══ DATA EXTRACT ══

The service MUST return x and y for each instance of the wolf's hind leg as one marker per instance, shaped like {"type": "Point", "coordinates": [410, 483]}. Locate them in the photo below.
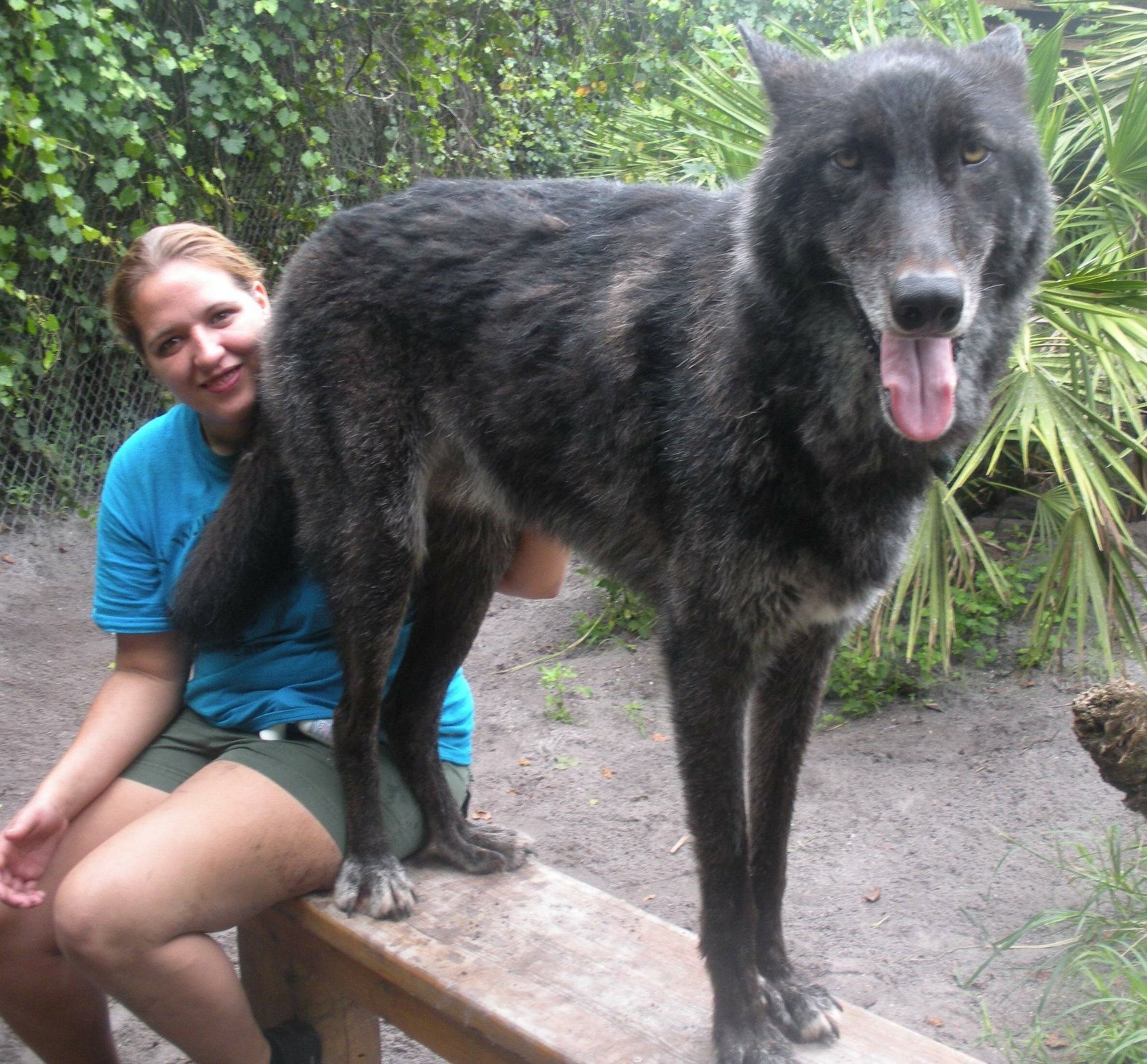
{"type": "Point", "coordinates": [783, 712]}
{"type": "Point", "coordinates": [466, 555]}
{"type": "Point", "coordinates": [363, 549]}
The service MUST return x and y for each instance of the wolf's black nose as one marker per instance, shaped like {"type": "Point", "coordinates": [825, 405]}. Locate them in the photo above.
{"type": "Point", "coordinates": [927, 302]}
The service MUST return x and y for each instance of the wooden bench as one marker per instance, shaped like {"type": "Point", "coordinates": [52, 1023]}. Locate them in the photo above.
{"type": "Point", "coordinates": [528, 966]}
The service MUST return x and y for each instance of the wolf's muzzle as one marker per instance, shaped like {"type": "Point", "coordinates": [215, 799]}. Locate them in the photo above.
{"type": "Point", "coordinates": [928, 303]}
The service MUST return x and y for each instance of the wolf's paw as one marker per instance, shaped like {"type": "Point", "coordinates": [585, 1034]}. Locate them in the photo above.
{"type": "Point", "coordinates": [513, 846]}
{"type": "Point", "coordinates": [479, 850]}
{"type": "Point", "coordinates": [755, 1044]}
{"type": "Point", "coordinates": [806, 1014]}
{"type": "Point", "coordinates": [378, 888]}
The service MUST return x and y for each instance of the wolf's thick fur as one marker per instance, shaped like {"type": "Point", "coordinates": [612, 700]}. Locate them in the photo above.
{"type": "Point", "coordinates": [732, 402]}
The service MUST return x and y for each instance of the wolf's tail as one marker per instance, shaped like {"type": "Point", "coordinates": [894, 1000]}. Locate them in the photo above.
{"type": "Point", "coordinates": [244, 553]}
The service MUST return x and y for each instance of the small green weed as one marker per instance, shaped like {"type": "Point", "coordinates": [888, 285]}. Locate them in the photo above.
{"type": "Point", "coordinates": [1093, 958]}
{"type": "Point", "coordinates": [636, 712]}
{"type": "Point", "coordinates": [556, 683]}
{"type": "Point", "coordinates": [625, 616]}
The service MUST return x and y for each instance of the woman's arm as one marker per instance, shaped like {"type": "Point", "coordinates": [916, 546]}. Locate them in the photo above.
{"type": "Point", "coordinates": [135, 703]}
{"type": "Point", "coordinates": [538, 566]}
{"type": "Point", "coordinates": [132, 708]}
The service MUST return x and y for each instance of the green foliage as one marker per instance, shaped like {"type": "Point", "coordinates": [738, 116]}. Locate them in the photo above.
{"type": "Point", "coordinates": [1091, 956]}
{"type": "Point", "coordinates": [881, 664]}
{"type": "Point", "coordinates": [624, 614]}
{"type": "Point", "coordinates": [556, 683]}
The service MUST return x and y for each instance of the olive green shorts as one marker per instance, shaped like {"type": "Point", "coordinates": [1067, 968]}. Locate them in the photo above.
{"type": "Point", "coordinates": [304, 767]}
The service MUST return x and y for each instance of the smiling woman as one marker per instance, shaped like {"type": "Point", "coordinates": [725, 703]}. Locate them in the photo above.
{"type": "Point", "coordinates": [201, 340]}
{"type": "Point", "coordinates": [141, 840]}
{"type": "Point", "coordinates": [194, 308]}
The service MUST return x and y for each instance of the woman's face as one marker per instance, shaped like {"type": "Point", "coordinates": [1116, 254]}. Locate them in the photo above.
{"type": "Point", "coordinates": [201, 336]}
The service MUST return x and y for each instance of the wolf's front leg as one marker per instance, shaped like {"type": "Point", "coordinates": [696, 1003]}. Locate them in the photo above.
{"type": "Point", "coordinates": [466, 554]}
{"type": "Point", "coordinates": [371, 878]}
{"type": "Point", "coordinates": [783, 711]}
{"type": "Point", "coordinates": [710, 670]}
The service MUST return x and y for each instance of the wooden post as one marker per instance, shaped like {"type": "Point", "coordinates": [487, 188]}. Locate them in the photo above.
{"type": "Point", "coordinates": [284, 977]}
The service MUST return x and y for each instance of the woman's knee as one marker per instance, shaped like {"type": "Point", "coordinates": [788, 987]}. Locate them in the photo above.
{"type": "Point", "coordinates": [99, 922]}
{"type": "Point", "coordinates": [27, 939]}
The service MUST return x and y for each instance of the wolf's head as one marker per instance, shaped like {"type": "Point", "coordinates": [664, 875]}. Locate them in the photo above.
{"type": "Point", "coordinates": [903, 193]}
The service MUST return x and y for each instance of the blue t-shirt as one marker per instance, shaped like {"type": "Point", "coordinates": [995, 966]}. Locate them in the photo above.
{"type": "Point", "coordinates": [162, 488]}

═══

ASSIGNMENT: Your answer must be an exact copy of the listing, with every picture omitted.

FINAL ANSWER:
The service MUST return x and y for each instance of the wolf's hind leg as one marker per instance, shaped like {"type": "Point", "coordinates": [410, 483]}. Locate them in the photo below.
{"type": "Point", "coordinates": [783, 712]}
{"type": "Point", "coordinates": [466, 555]}
{"type": "Point", "coordinates": [363, 549]}
The service MUST return x and y for each instance of the wolf's black nose as one marker per instance, shaped like {"type": "Point", "coordinates": [825, 405]}. Locate them in the photo above.
{"type": "Point", "coordinates": [927, 302]}
The service MUST return x and y for each instance of the wooden bench as one marker per instance, shaped like {"type": "Point", "coordinates": [52, 1023]}. Locate them in the photo above.
{"type": "Point", "coordinates": [528, 966]}
The service MUST return x and y for each instance of the wolf's muzzle as one marker per instance, shaped like {"type": "Point", "coordinates": [215, 799]}. Locate them in the photo above.
{"type": "Point", "coordinates": [928, 303]}
The service MUST return x and y for each instance of the wolf's paw as one marker per instance, shaped like {"type": "Point", "coordinates": [585, 1034]}. Locate them in the photo above.
{"type": "Point", "coordinates": [513, 846]}
{"type": "Point", "coordinates": [479, 850]}
{"type": "Point", "coordinates": [755, 1044]}
{"type": "Point", "coordinates": [806, 1014]}
{"type": "Point", "coordinates": [378, 888]}
The service MUST return x and y for each instance of the wolf's thick fur as one marker per instance, shaped like {"type": "Point", "coordinates": [612, 700]}. Locate them in the photo above.
{"type": "Point", "coordinates": [732, 402]}
The service MUST return x and y for each instance of the wolf's tail as one marker per instance, shaped like {"type": "Point", "coordinates": [894, 1000]}. Locate them in the photo above.
{"type": "Point", "coordinates": [244, 553]}
The service MUST return x and y for each instance of the small green weed as one marker per instance, shaped like {"type": "Point", "coordinates": [888, 285]}. Locate them in the photo above.
{"type": "Point", "coordinates": [1093, 958]}
{"type": "Point", "coordinates": [636, 712]}
{"type": "Point", "coordinates": [556, 683]}
{"type": "Point", "coordinates": [625, 616]}
The service MUST return x and y for each instance of the woman's arm as one marker per instance, shaped like {"type": "Point", "coordinates": [916, 546]}. Locate them in the photo above.
{"type": "Point", "coordinates": [135, 703]}
{"type": "Point", "coordinates": [538, 566]}
{"type": "Point", "coordinates": [132, 708]}
The service MUST return x and y for each instance of the green foliage as one marker per instance, shaped like {"type": "Point", "coordinates": [738, 116]}. Locate them in the photo above.
{"type": "Point", "coordinates": [1091, 956]}
{"type": "Point", "coordinates": [881, 664]}
{"type": "Point", "coordinates": [624, 614]}
{"type": "Point", "coordinates": [556, 683]}
The service MUST return x and y for each instance of the olive green shorts as one marker per instance, shaped like {"type": "Point", "coordinates": [1067, 968]}. Locate them in the photo above.
{"type": "Point", "coordinates": [304, 767]}
The service MUST return x and y for each instance of the smiling woman as one marker per instance, shaped like {"type": "Point", "coordinates": [725, 703]}. Locate them in the photo above.
{"type": "Point", "coordinates": [201, 340]}
{"type": "Point", "coordinates": [141, 840]}
{"type": "Point", "coordinates": [194, 308]}
The service MUST return x and y for each instance of the woman's face as one marker per instance, shaped like {"type": "Point", "coordinates": [1116, 254]}. Locate them in the photo above.
{"type": "Point", "coordinates": [201, 336]}
The service MUST return x and y for each instance of the wolf's front leg as one marker per instance, shaped like {"type": "Point", "coordinates": [696, 1003]}. Locate them in the photo above.
{"type": "Point", "coordinates": [466, 554]}
{"type": "Point", "coordinates": [371, 878]}
{"type": "Point", "coordinates": [783, 711]}
{"type": "Point", "coordinates": [710, 670]}
The service MUST return x and y for each instance of the wooden post as one marker per instance, shaped like {"type": "Point", "coordinates": [487, 188]}. Locate them in the photo above.
{"type": "Point", "coordinates": [284, 977]}
The service MUST return x and y for each instance of the woman's knee as one marker per instance, shaped like {"type": "Point", "coordinates": [788, 987]}. Locate them in the photo above.
{"type": "Point", "coordinates": [99, 922]}
{"type": "Point", "coordinates": [27, 939]}
The service MUST return x and y for each instance of the wolf's head as one marker per instance, shaped like {"type": "Point", "coordinates": [664, 875]}. Locate them in the photo above.
{"type": "Point", "coordinates": [903, 193]}
The service MUST return x and y for each instance of the blue t-shirt as one marker per instance, shaped like {"type": "Point", "coordinates": [995, 966]}. Locate them in the photo above.
{"type": "Point", "coordinates": [162, 488]}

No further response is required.